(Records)
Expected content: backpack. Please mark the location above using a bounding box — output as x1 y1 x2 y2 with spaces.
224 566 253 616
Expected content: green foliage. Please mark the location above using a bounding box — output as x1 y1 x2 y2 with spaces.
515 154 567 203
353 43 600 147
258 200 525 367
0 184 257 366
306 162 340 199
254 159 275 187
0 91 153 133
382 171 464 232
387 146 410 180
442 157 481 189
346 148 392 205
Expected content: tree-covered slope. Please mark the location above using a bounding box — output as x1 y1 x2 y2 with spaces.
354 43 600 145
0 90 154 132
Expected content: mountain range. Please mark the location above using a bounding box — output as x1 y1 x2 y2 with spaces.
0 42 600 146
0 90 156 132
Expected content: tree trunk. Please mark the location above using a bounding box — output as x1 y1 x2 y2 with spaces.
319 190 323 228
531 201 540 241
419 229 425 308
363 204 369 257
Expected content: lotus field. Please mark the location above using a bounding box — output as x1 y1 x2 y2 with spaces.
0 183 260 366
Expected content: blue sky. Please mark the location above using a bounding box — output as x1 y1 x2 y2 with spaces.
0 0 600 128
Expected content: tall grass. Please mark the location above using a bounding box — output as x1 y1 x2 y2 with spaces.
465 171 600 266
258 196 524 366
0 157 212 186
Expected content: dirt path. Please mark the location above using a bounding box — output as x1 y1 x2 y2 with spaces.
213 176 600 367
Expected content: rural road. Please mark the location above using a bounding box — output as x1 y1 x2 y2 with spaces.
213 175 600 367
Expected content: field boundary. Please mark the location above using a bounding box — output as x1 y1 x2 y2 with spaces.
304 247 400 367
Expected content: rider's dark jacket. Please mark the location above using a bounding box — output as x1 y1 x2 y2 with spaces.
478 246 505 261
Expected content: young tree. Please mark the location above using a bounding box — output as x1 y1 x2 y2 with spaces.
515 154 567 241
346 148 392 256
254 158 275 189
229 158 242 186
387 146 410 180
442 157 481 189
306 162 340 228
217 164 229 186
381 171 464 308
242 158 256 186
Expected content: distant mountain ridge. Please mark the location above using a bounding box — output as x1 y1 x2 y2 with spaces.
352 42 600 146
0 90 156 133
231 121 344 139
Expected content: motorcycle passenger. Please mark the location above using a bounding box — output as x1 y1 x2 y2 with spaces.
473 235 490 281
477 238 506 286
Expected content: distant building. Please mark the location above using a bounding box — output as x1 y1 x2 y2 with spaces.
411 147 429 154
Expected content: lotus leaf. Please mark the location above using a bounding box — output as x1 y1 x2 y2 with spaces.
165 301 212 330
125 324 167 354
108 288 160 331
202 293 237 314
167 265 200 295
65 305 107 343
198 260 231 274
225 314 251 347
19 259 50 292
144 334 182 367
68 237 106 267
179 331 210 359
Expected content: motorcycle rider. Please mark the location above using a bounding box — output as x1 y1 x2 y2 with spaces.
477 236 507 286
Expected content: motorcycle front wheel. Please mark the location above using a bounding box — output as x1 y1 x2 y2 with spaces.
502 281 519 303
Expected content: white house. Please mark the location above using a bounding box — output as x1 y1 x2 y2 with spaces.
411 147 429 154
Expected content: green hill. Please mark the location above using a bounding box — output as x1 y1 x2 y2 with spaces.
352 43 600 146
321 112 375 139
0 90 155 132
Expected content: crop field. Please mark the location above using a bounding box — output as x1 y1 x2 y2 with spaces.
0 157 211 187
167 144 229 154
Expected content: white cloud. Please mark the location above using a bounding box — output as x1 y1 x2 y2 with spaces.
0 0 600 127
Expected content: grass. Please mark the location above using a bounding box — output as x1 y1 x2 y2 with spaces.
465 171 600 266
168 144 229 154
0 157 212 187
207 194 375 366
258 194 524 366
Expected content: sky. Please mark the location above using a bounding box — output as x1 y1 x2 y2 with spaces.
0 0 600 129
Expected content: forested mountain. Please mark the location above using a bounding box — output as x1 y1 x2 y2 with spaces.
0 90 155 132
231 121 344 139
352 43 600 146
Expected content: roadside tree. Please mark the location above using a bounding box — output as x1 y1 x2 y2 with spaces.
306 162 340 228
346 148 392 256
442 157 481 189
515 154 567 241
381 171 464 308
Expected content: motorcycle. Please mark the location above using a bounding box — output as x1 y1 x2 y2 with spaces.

Work instructions - Copy all the entries above word for word, keeping every line in its original order.

Completed task -
Expected content: backpack. Please mark the location above using a bounding box — output as x1 y1 x2 y2 with spaces.
224 566 253 616
Expected content: green foliage. Please mark the location above using a bounding box — output as x1 y1 x2 y2 with spaces.
515 154 567 203
353 43 600 147
258 200 525 367
0 184 257 366
306 162 340 199
254 159 275 187
0 91 153 133
382 171 464 232
387 146 410 180
442 157 481 189
346 148 392 205
Expected content: tree-covered slope. Please mark the location above using a bounding box — output as x1 y1 x2 y2 with spaces.
354 43 600 145
0 90 154 132
Expected content: mountain range. Please mark the location above using a bounding box — output as x1 y1 x2 y2 with spaces.
0 42 600 146
0 90 156 132
Expected content: tree trunk. Please mark the location above using a bounding box — output as x1 y1 x2 y2 with spaces.
319 190 323 228
531 201 540 241
419 229 425 308
363 204 369 257
Expected content: lotus field. Please mark the location above using a bounding box — output as x1 y1 x2 y2 with spaces.
0 183 260 366
Expected content: blue sky. Please mark the location above using a bounding box — output as x1 y1 x2 y2 with spaces.
0 0 600 128
Expected content: tall grass. Please mark the location above using a bounding box — output as x1 y1 x2 y2 with spaces.
465 171 600 266
258 196 524 366
0 157 212 186
Expected content: dirt path. Please mark the location above using a bounding box — output as x1 y1 x2 y2 with spaces.
213 176 600 367
Expected content: rural road. Please mark the location above using a bounding box — output as x1 y1 x2 y2 with spaces.
213 175 600 367
Expected content: field boundary. Please mark the location above using a bounding box — output as x1 y1 x2 y2 with spaces.
304 247 400 367
Expected content: rider's dark jacket. Please mark the location above using a bounding box — output as x1 y1 x2 y2 with spaces.
478 246 505 261
Expected content: young tree. Please mark the location above using a bounding box — output as x1 y1 x2 y2 with spaces.
515 154 567 241
346 148 392 256
254 158 275 189
229 158 242 186
387 146 410 180
442 157 481 189
306 162 340 228
217 164 229 186
381 171 464 308
242 158 256 186
Expected content: distant mountain ridge. Please mark the location above using a bounding box — output as x1 y1 x2 y2 with spaces.
352 42 600 146
0 90 156 133
231 121 344 139
Expected content: motorcycle passenger. Please mark the location above using a bounding box — output as x1 y1 x2 y2 with spaces.
473 235 490 281
477 238 506 286
Expected content: distant building. Please mark the location above using a bounding box — output as x1 y1 x2 y2 with spaces.
411 147 429 154
Expected content: lotus leaf. Please mark the location above using a bounding box — output as x1 y1 x2 y2 with spaces.
165 301 212 330
125 324 167 354
108 288 160 331
202 293 237 314
167 265 200 295
65 305 107 343
198 260 231 274
225 314 251 347
19 259 50 292
144 334 182 367
68 237 106 267
179 331 210 359
Expected content: motorcycle rider. Please mark the location above using a bounding box — output as x1 y1 x2 y2 with spaces.
477 236 507 286
Expected content: motorcycle front wheel. Please mark the location above using a bounding box — output as x1 y1 x2 y2 with spaces.
502 281 519 303
Expected content: white house. Please mark the location above using a bounding box — output as x1 y1 x2 y2 with spaces.
411 147 429 154
Expected content: green hill. Please mark the location above using a bounding box — output as x1 y1 x2 y2 with spaces.
352 43 600 146
321 112 375 139
0 90 155 132
Expected content: crop field. Please mark the location above using a bounding box — output as x1 y1 x2 y2 with spaces.
0 157 211 187
167 144 229 154
Expected content: white cloud. Please mark the location above using a bounding box — output as x1 y1 x2 y2 with spaces.
0 0 600 127
Expected content: grass. Please mark the location above using a bounding box — output as x1 y1 x2 y2 with spaces.
465 171 600 266
168 144 229 154
0 157 212 187
207 194 375 366
258 194 524 366
Expected content: sky. Please mark the location above using a bounding box — output as x1 y1 x2 y2 with spaces.
0 0 600 129
Expected content: forested mountain. Please mark the location above using a bounding box — output as x1 y1 x2 y2 with spaces.
0 90 155 132
231 121 344 139
352 43 600 146
Expected content: roadside tree. Please mark the location above using a bounding box — output as x1 y1 x2 y2 with spaces.
306 162 340 228
346 148 392 256
442 157 481 189
515 154 567 241
381 171 464 308
Expected content: motorcycle. Please mark the location above using a bounding box — output as x1 y1 x2 y2 with spaces.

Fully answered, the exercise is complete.